What you have to do: Count the lines in the records below that contain the word "wall", and reply with only that number.

------------------------------

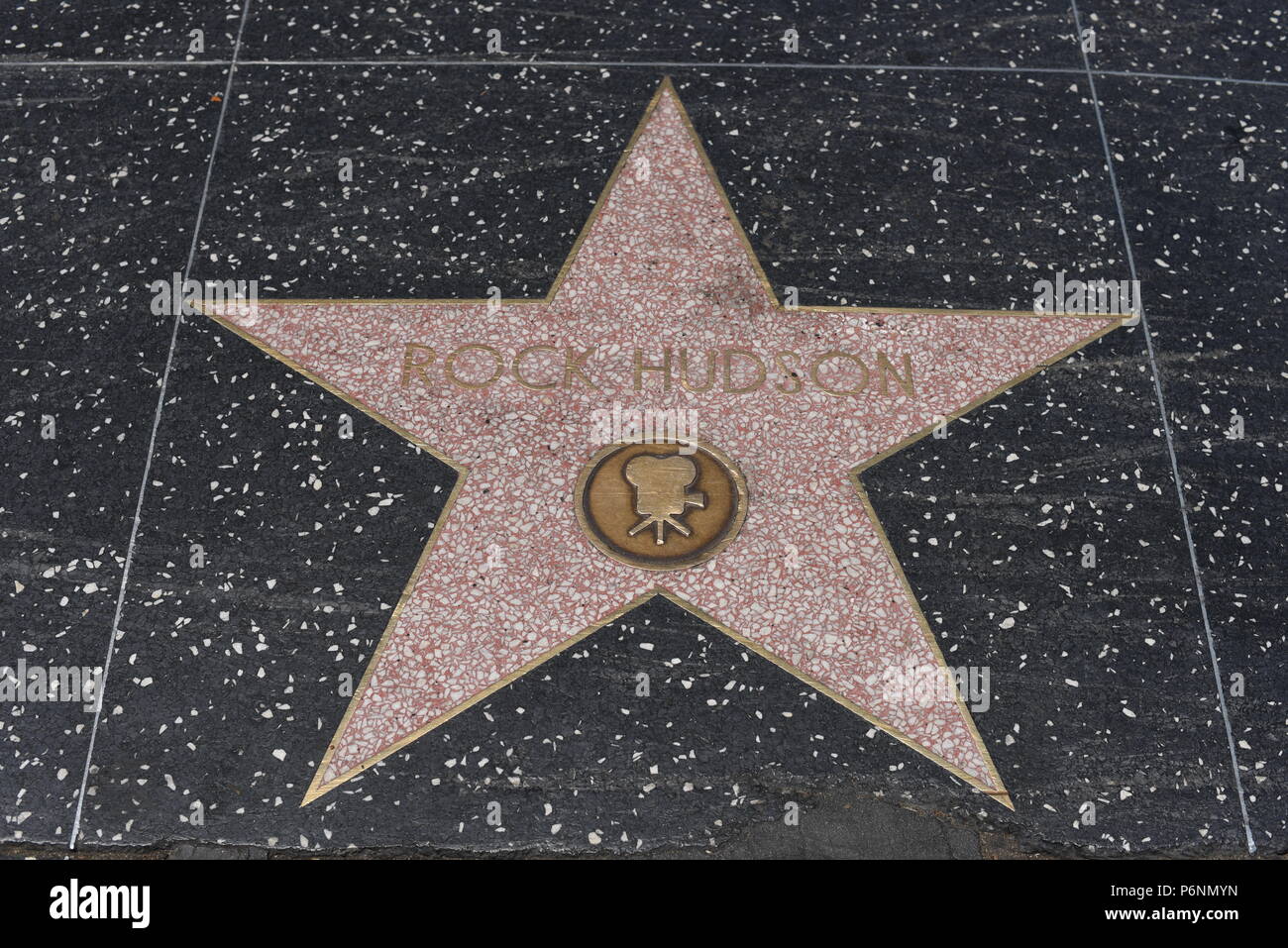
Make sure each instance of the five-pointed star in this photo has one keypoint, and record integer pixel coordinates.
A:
(509, 579)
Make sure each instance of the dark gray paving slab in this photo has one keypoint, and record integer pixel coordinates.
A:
(81, 364)
(1202, 170)
(107, 30)
(1244, 40)
(995, 33)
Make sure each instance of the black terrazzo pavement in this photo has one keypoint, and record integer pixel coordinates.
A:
(224, 682)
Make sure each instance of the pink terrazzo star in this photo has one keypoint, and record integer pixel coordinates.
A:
(510, 579)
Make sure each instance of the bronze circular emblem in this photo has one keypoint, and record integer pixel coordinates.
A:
(661, 506)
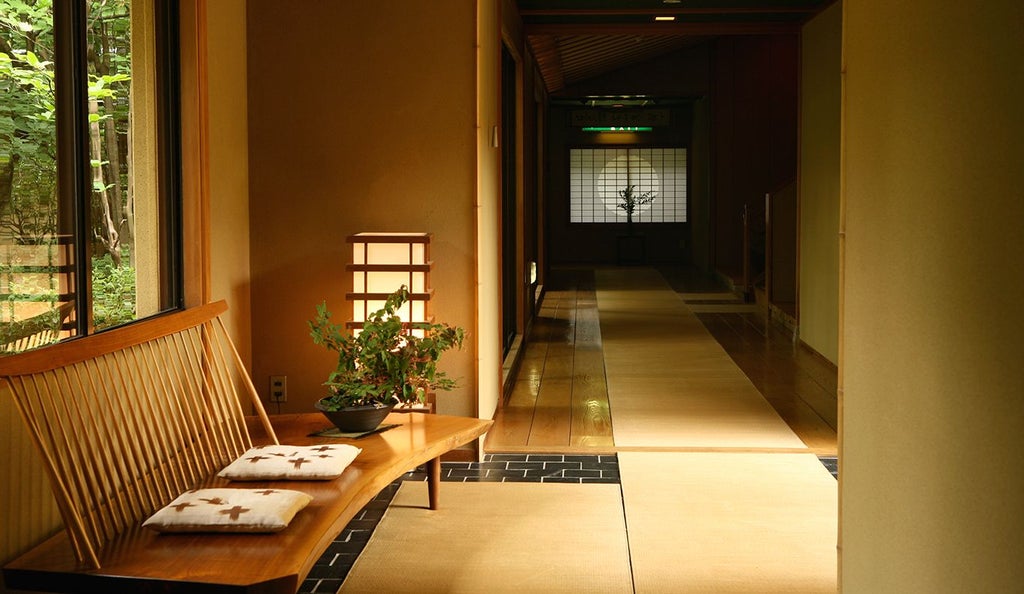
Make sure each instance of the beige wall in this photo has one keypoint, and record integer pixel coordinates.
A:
(360, 119)
(488, 208)
(819, 171)
(229, 167)
(933, 333)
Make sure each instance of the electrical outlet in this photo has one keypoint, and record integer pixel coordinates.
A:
(279, 388)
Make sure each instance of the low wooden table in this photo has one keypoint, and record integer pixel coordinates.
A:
(140, 560)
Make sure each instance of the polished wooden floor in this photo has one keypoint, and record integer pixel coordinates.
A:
(559, 399)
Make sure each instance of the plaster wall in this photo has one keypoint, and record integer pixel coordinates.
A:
(933, 329)
(229, 168)
(360, 119)
(819, 184)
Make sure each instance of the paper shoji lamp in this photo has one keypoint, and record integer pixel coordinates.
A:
(382, 263)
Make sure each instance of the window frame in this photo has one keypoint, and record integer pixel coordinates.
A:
(74, 169)
(627, 146)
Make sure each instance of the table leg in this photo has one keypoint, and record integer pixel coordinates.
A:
(433, 480)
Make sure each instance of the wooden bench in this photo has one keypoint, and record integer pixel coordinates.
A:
(128, 419)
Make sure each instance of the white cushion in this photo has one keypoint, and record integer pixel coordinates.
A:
(292, 463)
(229, 510)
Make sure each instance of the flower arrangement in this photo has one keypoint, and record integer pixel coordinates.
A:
(384, 364)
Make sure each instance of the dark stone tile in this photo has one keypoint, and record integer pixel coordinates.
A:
(525, 466)
(323, 571)
(544, 458)
(328, 586)
(596, 464)
(458, 473)
(508, 457)
(561, 466)
(361, 524)
(506, 473)
(519, 479)
(582, 459)
(560, 479)
(450, 465)
(500, 465)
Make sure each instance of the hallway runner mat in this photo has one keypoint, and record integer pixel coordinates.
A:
(730, 522)
(671, 384)
(498, 537)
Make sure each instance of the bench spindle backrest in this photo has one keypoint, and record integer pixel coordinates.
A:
(128, 419)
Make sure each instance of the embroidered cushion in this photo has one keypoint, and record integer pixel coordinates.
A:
(229, 510)
(292, 463)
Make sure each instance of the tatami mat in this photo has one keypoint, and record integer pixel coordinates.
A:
(670, 383)
(499, 537)
(730, 522)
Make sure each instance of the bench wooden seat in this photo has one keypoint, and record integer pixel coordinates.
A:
(108, 478)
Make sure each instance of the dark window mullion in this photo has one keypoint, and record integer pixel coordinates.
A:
(169, 100)
(74, 175)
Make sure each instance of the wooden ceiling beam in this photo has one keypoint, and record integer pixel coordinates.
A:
(673, 28)
(665, 11)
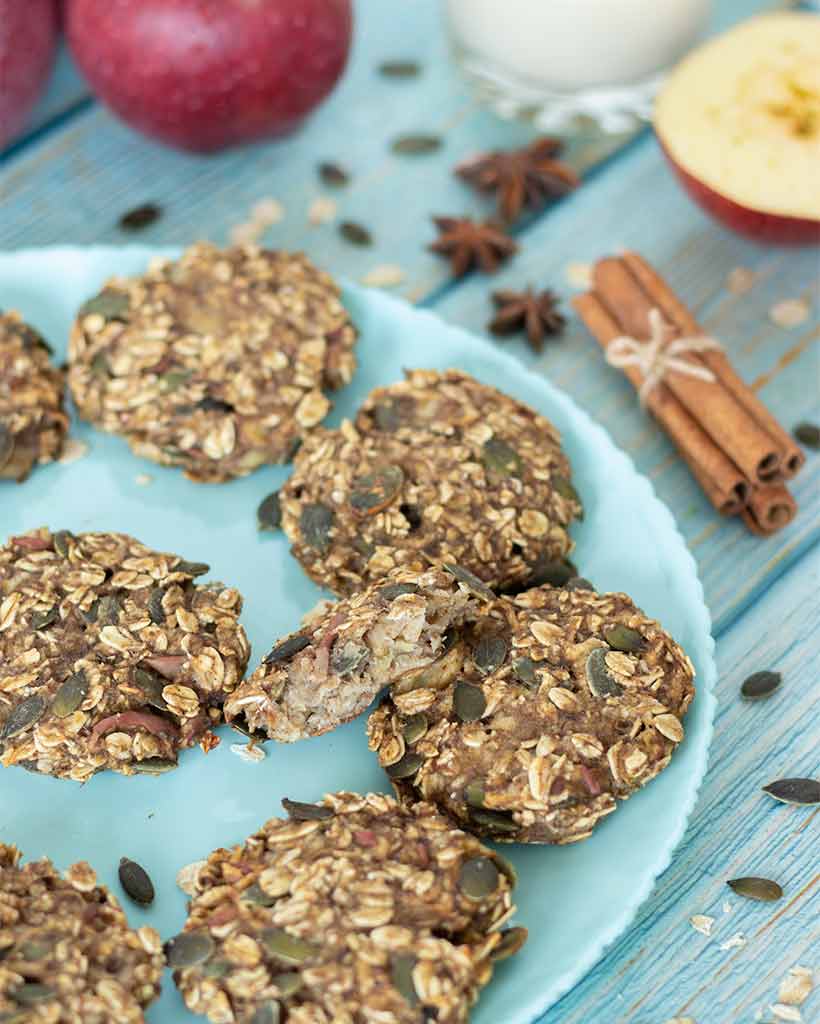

------------------------------

Final result: 2